● **INPUT DATA**:
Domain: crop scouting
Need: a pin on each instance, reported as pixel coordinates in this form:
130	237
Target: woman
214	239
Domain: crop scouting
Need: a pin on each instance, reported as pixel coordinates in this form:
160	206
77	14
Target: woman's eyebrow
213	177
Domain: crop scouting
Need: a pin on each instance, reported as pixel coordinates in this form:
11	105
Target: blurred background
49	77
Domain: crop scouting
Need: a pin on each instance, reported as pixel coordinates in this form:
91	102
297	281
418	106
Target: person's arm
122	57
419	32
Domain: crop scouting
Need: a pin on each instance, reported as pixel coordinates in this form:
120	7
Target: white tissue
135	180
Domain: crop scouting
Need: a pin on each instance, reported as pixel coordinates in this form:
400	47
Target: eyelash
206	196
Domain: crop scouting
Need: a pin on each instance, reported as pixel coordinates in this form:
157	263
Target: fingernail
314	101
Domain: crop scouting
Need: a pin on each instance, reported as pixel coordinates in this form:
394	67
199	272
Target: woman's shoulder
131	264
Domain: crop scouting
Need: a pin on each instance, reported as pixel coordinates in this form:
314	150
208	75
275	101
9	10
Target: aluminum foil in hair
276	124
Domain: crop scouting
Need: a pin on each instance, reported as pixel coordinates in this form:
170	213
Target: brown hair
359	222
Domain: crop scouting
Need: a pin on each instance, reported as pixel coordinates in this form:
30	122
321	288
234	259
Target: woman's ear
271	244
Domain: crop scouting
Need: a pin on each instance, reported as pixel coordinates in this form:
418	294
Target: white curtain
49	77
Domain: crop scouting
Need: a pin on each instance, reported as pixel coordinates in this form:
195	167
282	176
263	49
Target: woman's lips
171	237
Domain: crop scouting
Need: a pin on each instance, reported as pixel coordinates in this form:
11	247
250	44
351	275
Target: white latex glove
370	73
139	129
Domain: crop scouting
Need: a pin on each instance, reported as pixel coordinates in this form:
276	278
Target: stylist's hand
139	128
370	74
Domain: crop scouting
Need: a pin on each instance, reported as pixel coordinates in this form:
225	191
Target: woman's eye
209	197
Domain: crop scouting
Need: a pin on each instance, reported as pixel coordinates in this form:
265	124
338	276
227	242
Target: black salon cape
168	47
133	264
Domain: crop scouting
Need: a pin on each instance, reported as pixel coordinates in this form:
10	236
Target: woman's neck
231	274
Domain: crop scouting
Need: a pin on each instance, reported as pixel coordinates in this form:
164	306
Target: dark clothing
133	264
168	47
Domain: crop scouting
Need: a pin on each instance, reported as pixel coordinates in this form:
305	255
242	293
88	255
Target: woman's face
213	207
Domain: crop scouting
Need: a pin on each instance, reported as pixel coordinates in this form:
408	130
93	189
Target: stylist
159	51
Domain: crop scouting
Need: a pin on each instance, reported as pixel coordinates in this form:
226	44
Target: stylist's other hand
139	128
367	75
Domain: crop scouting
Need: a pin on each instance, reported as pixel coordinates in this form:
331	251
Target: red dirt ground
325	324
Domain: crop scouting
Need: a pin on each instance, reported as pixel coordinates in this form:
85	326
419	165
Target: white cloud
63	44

● **YOUR GOAL**:
The response must contain every entry, each one identical to the original.

● **RESULT OF THIS EXERCISE**:
Domain: crop scouting
Need: a pin on each instance, reported as pixel coordinates in this form:
130	237
Target: woman
214	239
Domain: crop scouting
Need: a pin on each instance, reported as pixel coordinates in this form:
160	206
77	14
Target: woman's eyebrow
213	177
Domain: crop scouting
Need: a pin on each instance, reported as pixel coordinates in this form:
11	105
Target: blurred background
49	77
Domain: crop scouting
Need: a pin on each instance, reported as pixel coordinates in this form:
91	102
297	281
418	106
Target: person's arm
122	57
419	32
Domain: crop scouting
Need: a pin on each instance, reported as pixel coordinates in this form:
120	7
Target: white tissue
135	180
Domain: crop scouting
Need: a pin on each instance, reported as pixel coordinates in this form:
400	47
Target: eyelash
206	196
Domain: crop scouting
Need: a pin on each instance, reported as pixel coordinates in this form:
157	263
Target: fingernail
314	101
Domain: crop scouting
Need: a pin on each instance, reported as pixel coordinates in this form:
394	67
199	272
Target: woman's shoulder
131	264
Domain: crop scouting
Need: a pin on each instance, reported as pixel coordinates in this form:
314	150
208	75
275	101
9	10
Target: aluminum foil in hair
276	124
Domain: crop scouting
Need: a pin on each instance, reported as pixel coordinates in this form:
170	213
Target: brown hair
359	222
Domain: crop scouting
Need: a pin on each instance, reported as pixel coordinates in this form:
30	122
321	288
234	259
Target: woman's ear
271	244
Domain: crop scouting
Need: a pin on each instance, reported as pixel coordinates in this form:
418	294
Target: white curtain
49	77
Domain: crop scouting
Need: a pin on each instance, reported as pixel coordinates in this form:
195	167
282	176
263	49
Target: woman's lips
171	237
Domain: crop scouting
Need: a pin on each instance, reported as pixel coordinates in this form:
11	247
250	44
351	275
Target: white latex glove
370	73
139	129
Domain: crop scouting
Need: a pin on each instance, reported as pixel coordinates in this form:
276	278
Target: stylist's hand
139	128
370	74
Domain: crop scouting
Need: a pin on each instance, reported as pixel coordinates in this form:
225	191
Target: woman's eye
209	197
Domain: crop scouting
Need: a pin on each instance, reported as pixel coordinates in this form:
265	124
338	276
227	242
Target: black salon cape
168	47
133	264
Domain: crop scouting
Need: a pin on each instance, reported as pixel coordinates in this form:
10	236
Target: woman's neck
231	274
Domain: crop scouting
Need: a pin on each instance, reported as pixel coordinates in this form:
164	306
Target: dark clothing
133	264
168	47
Domain: crop scouting
Need: a pin on each instance, reported as pixel coordinates in this form:
305	255
242	293
88	255
Target: woman's face
213	207
Domain: crop scouting
Need: a pin on each instance, reported as pixel coordinates in this form:
408	130
93	189
Target: stylist
159	51
Domain: crop scouting
Need: a pin on each instance, reported as pixel coordinates in this form:
226	44
Target: stylist's other hand
139	128
367	75
Domain: crop scouting
Need: a pin on each instance, reported as pixel coordinates in this form:
331	251
Target: red dirt ground
325	324
Domain: crop scouting
Need: a pin on each instance, reported as pixel coordinates in this form:
85	326
419	165
Target: white cloud
63	44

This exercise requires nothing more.